## Directive
Show each line below that contains the word "bottom".

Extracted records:
## Start

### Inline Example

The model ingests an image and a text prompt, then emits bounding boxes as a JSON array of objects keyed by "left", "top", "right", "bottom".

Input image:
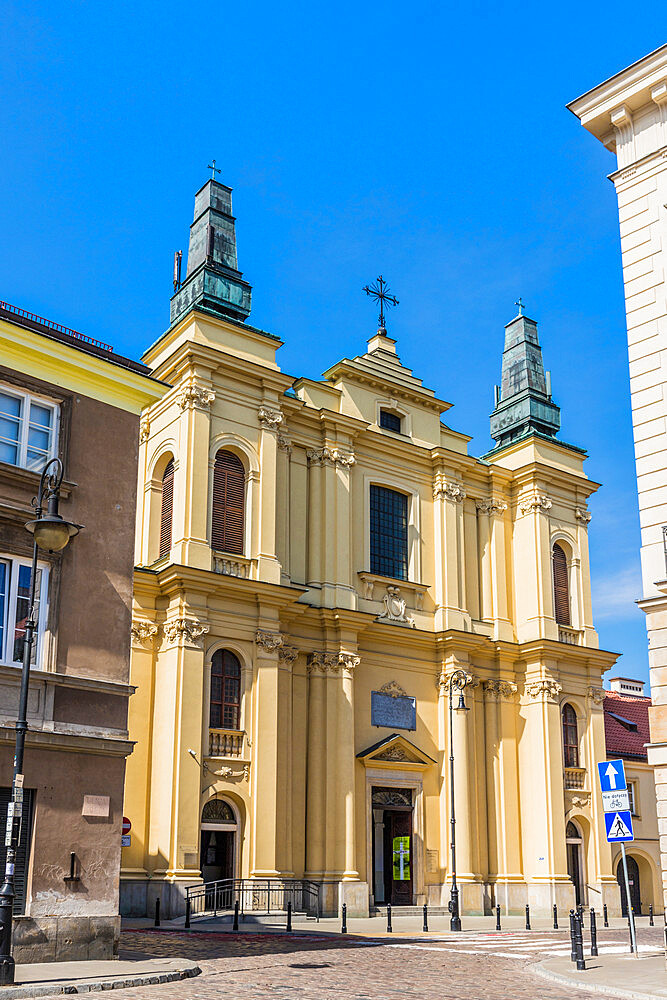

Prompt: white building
[{"left": 568, "top": 45, "right": 667, "bottom": 916}]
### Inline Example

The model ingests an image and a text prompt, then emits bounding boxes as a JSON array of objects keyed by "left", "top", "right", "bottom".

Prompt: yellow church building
[{"left": 121, "top": 180, "right": 620, "bottom": 915}]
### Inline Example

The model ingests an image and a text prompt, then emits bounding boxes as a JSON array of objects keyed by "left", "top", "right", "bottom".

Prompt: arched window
[
  {"left": 552, "top": 542, "right": 571, "bottom": 625},
  {"left": 209, "top": 649, "right": 241, "bottom": 729},
  {"left": 159, "top": 458, "right": 174, "bottom": 559},
  {"left": 211, "top": 451, "right": 245, "bottom": 556},
  {"left": 562, "top": 705, "right": 579, "bottom": 767}
]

## End

## Solution below
The model ingests an image and a text prompt, then emits bounding boxes as a JSON array of objects keyed by "left", "top", "right", "bottom".
[{"left": 568, "top": 45, "right": 667, "bottom": 916}]
The model ingests an image and a text prompt, then emits bounding boxes as a JSON array of objects keyed by "left", "top", "right", "bottom".
[{"left": 121, "top": 180, "right": 620, "bottom": 915}]
The model ingests an image and a text prompt, then emits bounding boxes as a JSON array of objects keyed by "left", "top", "right", "bottom".
  {"left": 552, "top": 542, "right": 571, "bottom": 625},
  {"left": 209, "top": 649, "right": 241, "bottom": 729},
  {"left": 159, "top": 458, "right": 174, "bottom": 559},
  {"left": 211, "top": 451, "right": 245, "bottom": 556},
  {"left": 562, "top": 705, "right": 579, "bottom": 767}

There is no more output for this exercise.